EXERCISE DIRECTIONS
Exactly reproduce the lines from the top of the entries below through the line containing "Task: spot one point per instance of the street", with both ends included.

# # # # #

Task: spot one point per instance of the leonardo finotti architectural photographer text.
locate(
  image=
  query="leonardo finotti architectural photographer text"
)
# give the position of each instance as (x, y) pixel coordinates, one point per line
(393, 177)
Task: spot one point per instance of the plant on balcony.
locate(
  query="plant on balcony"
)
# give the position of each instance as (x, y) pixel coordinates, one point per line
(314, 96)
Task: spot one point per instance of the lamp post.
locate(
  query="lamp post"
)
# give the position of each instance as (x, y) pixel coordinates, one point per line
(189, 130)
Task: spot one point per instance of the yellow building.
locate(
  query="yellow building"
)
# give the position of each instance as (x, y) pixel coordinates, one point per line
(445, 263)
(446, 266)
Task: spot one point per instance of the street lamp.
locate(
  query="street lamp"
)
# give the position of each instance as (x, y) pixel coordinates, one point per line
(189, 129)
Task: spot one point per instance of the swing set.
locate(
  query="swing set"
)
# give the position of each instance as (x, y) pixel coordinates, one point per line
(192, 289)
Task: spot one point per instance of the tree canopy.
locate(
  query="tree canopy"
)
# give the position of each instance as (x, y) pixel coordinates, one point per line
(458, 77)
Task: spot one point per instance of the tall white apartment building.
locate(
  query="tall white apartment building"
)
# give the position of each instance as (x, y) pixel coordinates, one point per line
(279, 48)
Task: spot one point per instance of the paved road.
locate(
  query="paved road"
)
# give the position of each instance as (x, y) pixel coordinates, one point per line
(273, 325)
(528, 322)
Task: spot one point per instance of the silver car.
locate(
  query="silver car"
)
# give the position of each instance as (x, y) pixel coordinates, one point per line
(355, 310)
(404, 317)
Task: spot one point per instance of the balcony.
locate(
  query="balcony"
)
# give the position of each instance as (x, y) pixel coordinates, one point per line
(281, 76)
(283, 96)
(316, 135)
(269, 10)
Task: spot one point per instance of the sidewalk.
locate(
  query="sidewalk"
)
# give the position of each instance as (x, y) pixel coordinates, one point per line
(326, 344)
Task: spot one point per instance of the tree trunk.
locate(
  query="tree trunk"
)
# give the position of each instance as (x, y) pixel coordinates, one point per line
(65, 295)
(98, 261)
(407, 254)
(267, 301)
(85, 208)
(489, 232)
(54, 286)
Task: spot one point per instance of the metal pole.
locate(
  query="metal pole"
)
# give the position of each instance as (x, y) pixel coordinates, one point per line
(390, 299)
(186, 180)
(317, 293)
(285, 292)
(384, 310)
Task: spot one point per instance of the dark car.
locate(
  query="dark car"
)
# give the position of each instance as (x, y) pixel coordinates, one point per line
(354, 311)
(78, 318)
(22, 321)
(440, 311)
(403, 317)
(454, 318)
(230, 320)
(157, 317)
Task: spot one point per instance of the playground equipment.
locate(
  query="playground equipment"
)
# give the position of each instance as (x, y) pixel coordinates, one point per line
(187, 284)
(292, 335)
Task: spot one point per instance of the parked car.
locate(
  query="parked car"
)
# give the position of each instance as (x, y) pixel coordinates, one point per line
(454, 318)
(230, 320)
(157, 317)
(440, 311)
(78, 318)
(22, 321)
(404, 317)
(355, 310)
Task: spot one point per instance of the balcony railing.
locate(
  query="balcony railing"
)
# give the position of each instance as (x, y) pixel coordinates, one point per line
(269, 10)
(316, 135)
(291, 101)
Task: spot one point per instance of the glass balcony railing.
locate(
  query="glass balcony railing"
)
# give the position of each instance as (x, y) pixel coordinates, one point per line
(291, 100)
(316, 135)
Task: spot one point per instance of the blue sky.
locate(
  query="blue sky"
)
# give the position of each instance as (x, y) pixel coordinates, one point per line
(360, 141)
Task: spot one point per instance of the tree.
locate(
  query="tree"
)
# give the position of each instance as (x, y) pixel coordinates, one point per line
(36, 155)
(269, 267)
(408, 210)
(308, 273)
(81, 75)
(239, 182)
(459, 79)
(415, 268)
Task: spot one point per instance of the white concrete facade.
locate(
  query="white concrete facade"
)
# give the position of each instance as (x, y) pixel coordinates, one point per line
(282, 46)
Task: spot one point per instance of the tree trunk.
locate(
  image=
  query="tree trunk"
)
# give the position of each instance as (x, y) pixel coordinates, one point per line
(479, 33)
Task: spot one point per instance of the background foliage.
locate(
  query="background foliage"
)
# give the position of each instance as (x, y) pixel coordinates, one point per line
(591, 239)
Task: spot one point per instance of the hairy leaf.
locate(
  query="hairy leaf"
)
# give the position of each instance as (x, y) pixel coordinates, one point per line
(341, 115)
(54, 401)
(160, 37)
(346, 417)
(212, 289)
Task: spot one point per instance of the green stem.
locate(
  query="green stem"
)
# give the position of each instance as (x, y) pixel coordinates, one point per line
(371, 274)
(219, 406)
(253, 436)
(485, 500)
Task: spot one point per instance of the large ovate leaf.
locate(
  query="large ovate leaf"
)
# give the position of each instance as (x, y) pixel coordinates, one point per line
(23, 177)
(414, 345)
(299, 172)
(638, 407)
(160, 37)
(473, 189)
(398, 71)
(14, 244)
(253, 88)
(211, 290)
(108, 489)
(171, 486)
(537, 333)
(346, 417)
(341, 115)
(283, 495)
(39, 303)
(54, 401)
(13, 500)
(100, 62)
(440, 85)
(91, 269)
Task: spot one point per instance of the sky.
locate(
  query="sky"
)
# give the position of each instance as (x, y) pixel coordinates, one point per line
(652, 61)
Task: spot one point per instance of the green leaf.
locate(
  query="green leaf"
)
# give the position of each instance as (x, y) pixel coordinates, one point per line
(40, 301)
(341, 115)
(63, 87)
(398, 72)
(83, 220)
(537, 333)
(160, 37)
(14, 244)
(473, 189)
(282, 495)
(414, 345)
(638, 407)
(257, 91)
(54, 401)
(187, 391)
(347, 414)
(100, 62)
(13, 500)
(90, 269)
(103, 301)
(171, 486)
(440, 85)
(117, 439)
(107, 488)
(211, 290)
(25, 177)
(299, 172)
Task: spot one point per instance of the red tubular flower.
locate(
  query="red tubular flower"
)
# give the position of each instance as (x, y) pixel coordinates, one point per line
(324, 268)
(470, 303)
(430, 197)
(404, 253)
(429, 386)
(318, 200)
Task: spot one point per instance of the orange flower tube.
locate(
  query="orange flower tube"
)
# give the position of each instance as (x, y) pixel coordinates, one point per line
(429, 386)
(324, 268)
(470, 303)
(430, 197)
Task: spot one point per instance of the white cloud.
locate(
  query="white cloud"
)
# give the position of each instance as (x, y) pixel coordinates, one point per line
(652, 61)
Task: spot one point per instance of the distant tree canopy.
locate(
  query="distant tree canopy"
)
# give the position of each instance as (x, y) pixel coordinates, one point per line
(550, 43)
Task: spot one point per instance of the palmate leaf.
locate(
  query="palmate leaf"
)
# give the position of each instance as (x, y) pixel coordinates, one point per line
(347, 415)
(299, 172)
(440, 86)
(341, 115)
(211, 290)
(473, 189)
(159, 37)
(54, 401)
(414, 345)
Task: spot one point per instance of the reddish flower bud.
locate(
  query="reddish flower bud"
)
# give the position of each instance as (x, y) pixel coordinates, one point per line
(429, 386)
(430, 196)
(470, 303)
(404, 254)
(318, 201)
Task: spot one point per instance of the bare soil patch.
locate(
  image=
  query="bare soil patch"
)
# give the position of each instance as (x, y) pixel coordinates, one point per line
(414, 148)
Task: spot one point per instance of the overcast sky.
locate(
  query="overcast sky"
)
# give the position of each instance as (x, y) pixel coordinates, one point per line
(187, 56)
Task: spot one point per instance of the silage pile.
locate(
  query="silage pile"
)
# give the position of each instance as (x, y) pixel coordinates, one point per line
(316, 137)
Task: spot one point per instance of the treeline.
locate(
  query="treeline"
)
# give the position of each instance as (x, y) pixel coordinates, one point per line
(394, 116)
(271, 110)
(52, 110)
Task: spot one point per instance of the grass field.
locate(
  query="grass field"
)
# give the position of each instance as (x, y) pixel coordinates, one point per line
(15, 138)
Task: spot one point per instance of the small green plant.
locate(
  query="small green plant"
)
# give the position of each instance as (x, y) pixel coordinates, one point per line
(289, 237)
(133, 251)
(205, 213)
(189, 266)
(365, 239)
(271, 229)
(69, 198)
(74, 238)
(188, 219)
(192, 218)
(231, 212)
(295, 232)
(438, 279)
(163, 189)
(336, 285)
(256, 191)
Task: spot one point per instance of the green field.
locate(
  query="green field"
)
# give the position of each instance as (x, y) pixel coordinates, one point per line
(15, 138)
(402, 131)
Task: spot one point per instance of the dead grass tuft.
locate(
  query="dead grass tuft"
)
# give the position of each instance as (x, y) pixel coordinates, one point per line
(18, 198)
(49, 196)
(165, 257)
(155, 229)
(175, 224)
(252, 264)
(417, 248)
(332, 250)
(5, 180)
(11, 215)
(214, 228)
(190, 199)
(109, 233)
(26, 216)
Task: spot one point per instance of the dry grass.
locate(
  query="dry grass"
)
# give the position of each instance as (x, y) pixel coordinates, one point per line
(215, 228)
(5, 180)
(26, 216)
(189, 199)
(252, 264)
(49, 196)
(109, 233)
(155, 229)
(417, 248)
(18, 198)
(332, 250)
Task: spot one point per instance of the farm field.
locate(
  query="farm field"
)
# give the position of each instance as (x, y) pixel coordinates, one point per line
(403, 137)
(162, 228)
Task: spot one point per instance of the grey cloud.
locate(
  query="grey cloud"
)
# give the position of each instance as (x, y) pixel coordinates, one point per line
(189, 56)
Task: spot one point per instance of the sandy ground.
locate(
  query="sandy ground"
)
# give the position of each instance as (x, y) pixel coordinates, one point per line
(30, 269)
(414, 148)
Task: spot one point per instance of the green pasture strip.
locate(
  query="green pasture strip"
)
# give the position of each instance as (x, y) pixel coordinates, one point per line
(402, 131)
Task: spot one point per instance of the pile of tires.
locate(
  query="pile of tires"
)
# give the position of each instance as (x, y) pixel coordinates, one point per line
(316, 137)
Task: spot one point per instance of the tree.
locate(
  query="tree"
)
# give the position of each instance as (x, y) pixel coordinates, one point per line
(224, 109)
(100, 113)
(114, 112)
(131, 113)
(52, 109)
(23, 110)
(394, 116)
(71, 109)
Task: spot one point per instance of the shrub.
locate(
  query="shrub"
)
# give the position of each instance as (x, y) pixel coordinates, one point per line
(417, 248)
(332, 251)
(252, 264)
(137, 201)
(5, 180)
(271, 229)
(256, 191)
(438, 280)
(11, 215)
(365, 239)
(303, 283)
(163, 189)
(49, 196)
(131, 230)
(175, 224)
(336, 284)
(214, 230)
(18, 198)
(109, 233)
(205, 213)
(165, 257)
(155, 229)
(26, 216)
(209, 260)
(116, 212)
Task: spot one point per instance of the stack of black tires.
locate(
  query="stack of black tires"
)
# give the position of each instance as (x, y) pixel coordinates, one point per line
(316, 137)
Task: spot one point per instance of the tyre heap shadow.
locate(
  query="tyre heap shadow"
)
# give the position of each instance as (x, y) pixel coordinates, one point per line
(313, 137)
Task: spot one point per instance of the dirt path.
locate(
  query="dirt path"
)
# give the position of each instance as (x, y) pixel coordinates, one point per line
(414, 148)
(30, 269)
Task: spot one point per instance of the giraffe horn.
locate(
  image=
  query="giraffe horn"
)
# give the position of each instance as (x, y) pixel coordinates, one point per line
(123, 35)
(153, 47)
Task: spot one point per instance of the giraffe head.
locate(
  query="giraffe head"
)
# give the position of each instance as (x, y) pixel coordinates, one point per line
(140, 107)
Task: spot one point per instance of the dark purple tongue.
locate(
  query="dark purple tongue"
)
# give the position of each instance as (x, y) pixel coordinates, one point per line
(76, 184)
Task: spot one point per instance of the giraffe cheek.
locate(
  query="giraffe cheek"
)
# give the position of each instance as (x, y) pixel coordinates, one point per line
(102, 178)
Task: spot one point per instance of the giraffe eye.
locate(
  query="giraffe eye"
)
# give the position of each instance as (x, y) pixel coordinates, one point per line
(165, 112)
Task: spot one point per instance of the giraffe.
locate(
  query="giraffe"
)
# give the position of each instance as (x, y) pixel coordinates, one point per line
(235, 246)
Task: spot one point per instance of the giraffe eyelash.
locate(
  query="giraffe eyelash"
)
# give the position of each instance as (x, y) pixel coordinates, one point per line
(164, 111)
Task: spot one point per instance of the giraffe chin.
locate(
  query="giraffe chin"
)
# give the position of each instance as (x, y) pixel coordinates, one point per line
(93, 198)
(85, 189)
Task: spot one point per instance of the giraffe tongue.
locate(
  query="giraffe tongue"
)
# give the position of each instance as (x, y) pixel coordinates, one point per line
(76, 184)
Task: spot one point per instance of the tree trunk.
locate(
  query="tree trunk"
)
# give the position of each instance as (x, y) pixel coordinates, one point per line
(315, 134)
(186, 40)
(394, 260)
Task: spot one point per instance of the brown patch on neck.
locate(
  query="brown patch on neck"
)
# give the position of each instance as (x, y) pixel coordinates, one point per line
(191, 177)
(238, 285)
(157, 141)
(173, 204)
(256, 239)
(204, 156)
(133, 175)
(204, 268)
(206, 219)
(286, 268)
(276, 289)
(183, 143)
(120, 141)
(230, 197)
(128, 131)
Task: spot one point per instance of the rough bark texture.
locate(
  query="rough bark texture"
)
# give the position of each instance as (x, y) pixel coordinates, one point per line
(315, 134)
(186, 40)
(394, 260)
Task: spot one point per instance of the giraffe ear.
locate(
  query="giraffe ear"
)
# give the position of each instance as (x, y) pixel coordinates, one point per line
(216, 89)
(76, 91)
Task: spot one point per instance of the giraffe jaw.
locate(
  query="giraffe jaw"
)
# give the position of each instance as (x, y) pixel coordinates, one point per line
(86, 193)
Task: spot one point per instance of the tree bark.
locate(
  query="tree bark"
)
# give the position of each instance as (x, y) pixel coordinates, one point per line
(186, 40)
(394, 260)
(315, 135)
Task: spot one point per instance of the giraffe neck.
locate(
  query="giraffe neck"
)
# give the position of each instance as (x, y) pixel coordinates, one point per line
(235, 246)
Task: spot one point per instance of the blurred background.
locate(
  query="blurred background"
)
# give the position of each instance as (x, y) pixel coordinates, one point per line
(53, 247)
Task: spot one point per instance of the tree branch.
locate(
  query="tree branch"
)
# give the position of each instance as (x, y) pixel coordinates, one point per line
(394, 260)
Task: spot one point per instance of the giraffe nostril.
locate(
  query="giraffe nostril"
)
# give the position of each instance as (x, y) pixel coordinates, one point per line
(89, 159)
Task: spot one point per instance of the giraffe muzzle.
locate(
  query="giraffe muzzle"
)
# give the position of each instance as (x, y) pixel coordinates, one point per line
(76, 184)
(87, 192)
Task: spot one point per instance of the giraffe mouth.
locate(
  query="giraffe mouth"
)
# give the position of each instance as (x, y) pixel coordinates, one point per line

# # # # #

ANSWER SPACE
Task: spot one point per instance of the leonardo finotti architectural photographer text.
locate(
  image=
  query="leonardo finotti architectural photographer text"
)
# give the position of each instance as (x, y) pixel coordinates, one point per line
(393, 177)
Task: spot one point per instance of the plant on balcony.
locate(
  query="plant on balcony"
)
# give the position of each instance as (x, y) pixel coordinates, one point per line
(314, 96)
Task: spot one point per instance of the lamp post.
locate(
  query="lamp post"
)
# give the position of each instance as (x, y) pixel coordinates, one point per line
(189, 130)
Task: spot one point per instance of the yellow building.
locate(
  query="yellow building"
)
# give the position of each instance as (x, y) pixel coordinates, one point per line
(445, 263)
(446, 266)
Task: spot one point per instance of the street lamp.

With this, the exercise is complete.